-- start --

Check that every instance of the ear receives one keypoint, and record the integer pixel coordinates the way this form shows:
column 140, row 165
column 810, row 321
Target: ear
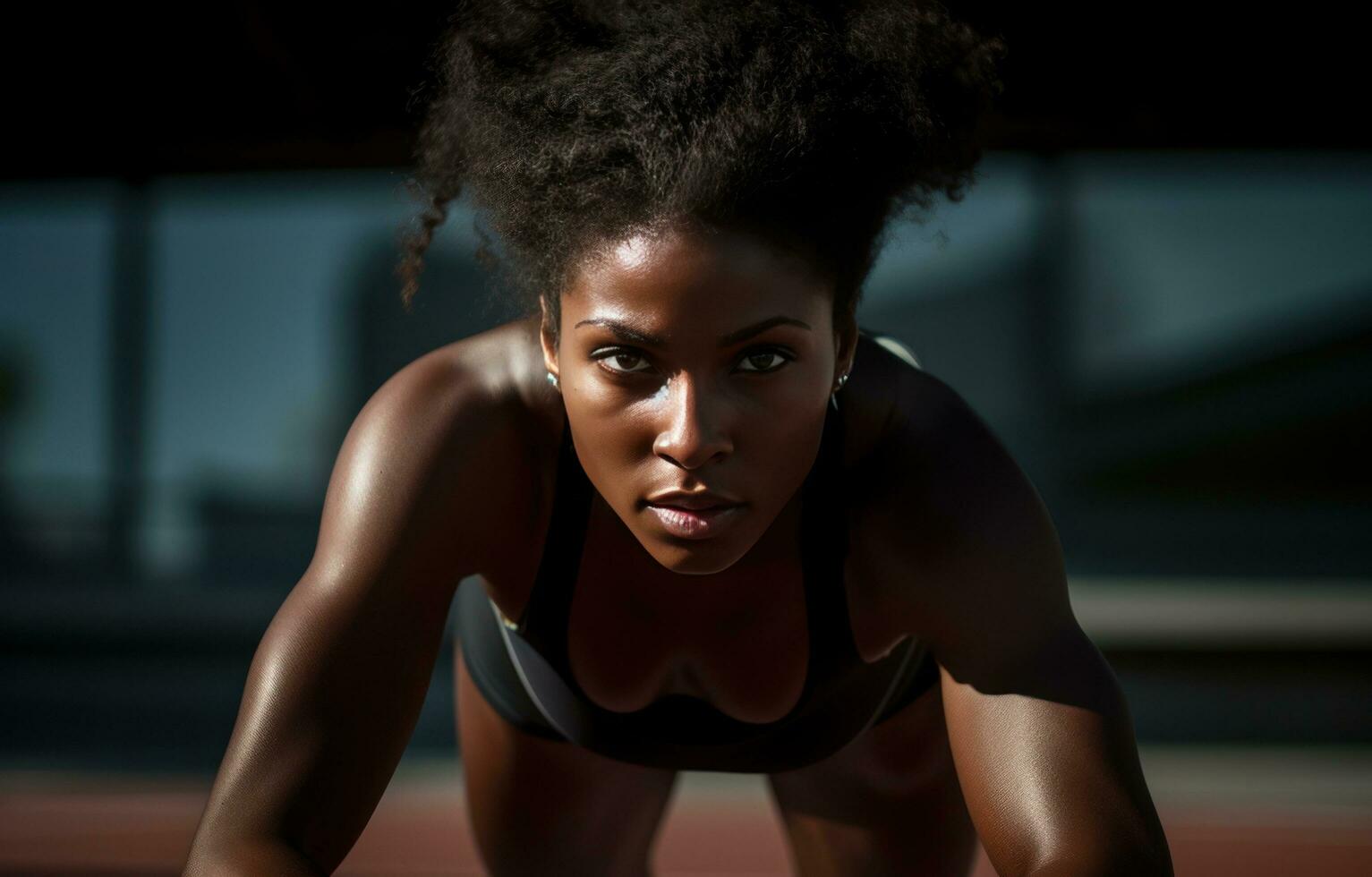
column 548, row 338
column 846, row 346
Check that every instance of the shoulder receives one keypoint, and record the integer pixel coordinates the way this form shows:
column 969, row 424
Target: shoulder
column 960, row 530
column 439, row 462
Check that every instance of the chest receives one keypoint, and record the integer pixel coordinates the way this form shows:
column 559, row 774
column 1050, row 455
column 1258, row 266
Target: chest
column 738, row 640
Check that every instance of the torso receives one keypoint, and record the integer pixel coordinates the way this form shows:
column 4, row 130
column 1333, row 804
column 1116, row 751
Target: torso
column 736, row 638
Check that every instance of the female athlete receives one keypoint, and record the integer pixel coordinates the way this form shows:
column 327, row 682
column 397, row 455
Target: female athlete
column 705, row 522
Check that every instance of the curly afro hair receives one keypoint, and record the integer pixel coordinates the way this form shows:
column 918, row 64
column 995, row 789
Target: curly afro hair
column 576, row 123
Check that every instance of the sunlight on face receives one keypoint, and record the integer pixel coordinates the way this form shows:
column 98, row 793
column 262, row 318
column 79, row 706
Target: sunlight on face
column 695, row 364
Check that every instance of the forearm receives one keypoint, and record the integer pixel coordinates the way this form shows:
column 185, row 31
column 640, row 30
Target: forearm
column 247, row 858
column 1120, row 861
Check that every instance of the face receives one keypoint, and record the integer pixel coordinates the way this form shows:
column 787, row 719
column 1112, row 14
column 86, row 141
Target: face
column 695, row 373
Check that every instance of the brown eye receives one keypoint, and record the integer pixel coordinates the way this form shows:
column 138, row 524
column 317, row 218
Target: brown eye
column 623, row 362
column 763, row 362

-- end --
-- start --

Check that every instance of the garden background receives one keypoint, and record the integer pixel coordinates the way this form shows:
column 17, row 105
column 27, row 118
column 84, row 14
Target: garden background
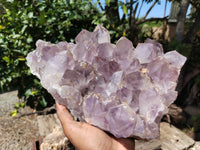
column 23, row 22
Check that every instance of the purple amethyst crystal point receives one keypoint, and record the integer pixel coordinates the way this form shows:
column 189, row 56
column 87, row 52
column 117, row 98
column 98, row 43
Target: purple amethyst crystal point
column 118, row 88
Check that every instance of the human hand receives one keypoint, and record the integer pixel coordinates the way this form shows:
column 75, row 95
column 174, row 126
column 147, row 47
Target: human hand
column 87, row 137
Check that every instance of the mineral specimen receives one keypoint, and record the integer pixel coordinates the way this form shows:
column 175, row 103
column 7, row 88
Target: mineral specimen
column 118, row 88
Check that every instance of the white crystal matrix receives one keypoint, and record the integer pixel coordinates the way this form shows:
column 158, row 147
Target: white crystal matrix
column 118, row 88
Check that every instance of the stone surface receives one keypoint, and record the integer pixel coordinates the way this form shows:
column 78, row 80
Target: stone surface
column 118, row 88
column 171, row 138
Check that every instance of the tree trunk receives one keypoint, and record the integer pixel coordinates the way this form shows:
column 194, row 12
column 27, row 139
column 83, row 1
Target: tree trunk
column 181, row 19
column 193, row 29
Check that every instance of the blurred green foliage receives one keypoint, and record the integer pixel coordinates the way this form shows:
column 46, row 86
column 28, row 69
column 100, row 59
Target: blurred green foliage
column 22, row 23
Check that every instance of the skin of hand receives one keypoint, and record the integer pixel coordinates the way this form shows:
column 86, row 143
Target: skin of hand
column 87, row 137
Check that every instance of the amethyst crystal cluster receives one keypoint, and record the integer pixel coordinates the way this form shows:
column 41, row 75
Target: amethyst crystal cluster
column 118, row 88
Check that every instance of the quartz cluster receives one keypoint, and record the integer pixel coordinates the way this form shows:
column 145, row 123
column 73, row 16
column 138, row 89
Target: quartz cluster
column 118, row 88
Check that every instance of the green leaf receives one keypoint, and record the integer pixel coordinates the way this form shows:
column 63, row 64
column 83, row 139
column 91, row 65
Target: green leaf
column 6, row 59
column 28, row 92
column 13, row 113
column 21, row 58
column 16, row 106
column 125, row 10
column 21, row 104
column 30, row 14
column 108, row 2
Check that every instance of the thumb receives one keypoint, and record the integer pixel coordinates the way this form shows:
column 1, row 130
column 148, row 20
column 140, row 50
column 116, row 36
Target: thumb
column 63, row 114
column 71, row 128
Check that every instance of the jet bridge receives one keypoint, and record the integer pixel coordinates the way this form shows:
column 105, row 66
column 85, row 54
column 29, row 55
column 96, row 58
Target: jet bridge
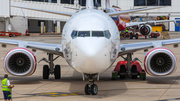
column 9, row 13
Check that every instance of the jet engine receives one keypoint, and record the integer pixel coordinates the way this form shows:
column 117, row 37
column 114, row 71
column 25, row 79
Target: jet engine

-- end --

**Exercise objective**
From the data above, pull out every line that contains the string "green", treating uppercase and lowercase letters as different.

**Answer to the exercise**
Check that every instance of the blurred green foliage receives one keypoint, and record the integer pixel coordinates the way this form shows:
Target: blurred green foliage
Check that every instance of the green leaf receives one keypoint, and record the integer pixel coordinates the way this form shows:
Target: green leaf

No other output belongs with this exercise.